===== Dataset records =====

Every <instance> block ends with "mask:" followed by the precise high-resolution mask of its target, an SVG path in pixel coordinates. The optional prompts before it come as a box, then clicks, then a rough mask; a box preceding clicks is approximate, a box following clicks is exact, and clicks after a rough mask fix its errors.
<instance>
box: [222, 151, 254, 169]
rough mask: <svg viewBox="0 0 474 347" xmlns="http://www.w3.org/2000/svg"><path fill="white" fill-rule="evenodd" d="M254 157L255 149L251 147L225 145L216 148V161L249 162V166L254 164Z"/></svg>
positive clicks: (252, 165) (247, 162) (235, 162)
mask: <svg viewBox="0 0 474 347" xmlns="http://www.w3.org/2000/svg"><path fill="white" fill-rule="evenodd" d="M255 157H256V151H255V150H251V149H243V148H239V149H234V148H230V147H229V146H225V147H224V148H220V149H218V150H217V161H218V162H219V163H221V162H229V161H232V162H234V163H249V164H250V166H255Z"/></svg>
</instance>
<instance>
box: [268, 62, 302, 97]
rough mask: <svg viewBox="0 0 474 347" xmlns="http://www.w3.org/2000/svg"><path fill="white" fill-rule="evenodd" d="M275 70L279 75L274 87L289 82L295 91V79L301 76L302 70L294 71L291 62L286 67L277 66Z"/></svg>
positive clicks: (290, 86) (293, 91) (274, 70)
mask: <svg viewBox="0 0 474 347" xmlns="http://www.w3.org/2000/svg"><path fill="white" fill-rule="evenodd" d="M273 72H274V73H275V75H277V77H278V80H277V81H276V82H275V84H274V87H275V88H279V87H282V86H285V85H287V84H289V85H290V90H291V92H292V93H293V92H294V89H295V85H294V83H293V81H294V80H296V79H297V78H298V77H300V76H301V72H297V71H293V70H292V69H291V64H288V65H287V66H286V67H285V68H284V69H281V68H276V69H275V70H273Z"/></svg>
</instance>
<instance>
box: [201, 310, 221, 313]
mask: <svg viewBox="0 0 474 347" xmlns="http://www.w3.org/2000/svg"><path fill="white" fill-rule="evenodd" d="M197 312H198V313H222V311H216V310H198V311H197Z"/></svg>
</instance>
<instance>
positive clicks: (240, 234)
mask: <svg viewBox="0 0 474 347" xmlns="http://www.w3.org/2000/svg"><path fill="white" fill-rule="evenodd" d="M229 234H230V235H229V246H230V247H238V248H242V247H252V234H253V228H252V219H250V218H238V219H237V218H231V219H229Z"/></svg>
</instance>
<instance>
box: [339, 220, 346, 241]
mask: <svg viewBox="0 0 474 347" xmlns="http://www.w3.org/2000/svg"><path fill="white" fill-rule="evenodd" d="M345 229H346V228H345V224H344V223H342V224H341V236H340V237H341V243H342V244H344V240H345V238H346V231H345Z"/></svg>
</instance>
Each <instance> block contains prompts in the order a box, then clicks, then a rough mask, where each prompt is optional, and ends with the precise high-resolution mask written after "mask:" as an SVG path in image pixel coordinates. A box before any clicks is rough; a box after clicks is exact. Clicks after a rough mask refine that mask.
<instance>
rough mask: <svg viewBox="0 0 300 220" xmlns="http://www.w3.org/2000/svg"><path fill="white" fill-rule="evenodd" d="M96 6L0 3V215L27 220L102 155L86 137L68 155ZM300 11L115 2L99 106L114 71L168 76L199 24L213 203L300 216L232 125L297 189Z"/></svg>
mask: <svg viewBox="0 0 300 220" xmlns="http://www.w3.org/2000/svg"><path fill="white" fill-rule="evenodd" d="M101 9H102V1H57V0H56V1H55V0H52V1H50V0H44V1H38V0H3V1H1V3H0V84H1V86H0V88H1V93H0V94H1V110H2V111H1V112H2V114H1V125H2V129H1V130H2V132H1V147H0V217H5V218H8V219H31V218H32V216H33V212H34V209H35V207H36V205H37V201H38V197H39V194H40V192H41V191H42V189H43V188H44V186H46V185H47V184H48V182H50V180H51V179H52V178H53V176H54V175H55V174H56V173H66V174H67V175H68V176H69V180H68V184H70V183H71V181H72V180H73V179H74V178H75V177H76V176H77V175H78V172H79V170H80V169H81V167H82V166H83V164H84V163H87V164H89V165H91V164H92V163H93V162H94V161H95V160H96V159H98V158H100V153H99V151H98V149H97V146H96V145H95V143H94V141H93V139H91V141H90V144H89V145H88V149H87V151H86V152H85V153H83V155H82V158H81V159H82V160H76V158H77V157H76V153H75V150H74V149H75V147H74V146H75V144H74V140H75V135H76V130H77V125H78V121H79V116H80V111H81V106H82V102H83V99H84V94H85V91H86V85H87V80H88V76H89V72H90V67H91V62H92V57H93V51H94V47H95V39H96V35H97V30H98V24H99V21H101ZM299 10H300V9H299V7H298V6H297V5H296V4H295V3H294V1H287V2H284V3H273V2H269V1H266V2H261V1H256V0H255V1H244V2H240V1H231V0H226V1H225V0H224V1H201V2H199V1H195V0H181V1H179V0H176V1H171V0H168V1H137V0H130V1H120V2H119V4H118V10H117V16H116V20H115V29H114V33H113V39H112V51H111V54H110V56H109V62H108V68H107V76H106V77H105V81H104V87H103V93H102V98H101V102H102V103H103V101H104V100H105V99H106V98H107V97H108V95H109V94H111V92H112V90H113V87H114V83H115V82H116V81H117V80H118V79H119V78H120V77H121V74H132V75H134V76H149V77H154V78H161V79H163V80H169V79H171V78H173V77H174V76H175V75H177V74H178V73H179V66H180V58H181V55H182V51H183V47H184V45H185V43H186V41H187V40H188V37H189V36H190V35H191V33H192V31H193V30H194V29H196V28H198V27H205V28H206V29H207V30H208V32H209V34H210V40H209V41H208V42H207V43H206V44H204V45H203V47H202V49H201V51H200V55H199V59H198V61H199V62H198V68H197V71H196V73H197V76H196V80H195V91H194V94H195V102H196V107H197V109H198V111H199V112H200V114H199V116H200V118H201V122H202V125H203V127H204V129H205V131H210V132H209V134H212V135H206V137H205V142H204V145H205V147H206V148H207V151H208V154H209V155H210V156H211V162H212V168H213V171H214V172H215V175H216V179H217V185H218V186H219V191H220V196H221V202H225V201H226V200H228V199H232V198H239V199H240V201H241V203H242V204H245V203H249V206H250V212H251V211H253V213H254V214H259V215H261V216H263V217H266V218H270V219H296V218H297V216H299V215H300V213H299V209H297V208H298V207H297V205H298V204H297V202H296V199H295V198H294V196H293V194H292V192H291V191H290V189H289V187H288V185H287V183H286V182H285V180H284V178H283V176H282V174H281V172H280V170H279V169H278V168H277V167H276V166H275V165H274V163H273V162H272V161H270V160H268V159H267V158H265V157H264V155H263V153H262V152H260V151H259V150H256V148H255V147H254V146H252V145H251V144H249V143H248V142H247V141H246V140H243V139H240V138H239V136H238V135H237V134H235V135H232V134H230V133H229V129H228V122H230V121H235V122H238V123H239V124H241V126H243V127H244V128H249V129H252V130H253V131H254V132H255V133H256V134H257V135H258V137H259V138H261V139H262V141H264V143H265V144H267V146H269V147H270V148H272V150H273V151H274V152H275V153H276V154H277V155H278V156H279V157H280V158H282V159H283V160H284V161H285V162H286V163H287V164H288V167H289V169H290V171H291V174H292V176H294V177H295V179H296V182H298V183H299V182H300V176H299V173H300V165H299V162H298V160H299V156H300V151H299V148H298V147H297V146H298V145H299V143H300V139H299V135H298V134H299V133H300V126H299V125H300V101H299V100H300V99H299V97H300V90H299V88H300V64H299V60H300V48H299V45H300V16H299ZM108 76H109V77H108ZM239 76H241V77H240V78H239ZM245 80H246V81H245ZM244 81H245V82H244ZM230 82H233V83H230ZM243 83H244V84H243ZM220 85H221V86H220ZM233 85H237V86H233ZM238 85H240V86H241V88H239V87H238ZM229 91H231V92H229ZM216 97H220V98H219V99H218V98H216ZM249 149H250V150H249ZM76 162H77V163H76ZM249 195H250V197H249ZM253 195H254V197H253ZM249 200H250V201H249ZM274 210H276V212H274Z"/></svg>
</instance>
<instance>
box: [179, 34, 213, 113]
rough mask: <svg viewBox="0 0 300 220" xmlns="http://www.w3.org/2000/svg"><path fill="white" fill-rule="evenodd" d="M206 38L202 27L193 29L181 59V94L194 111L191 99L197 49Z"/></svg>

=====

■ What you need to do ■
Write out, please, only the lines from the one with "box: [179, 34, 213, 113]" through the last line above, both included and unchanged.

■ Response below ■
box: [179, 34, 213, 113]
rough mask: <svg viewBox="0 0 300 220" xmlns="http://www.w3.org/2000/svg"><path fill="white" fill-rule="evenodd" d="M206 38L202 27L193 29L181 59V94L194 111L191 99L197 49Z"/></svg>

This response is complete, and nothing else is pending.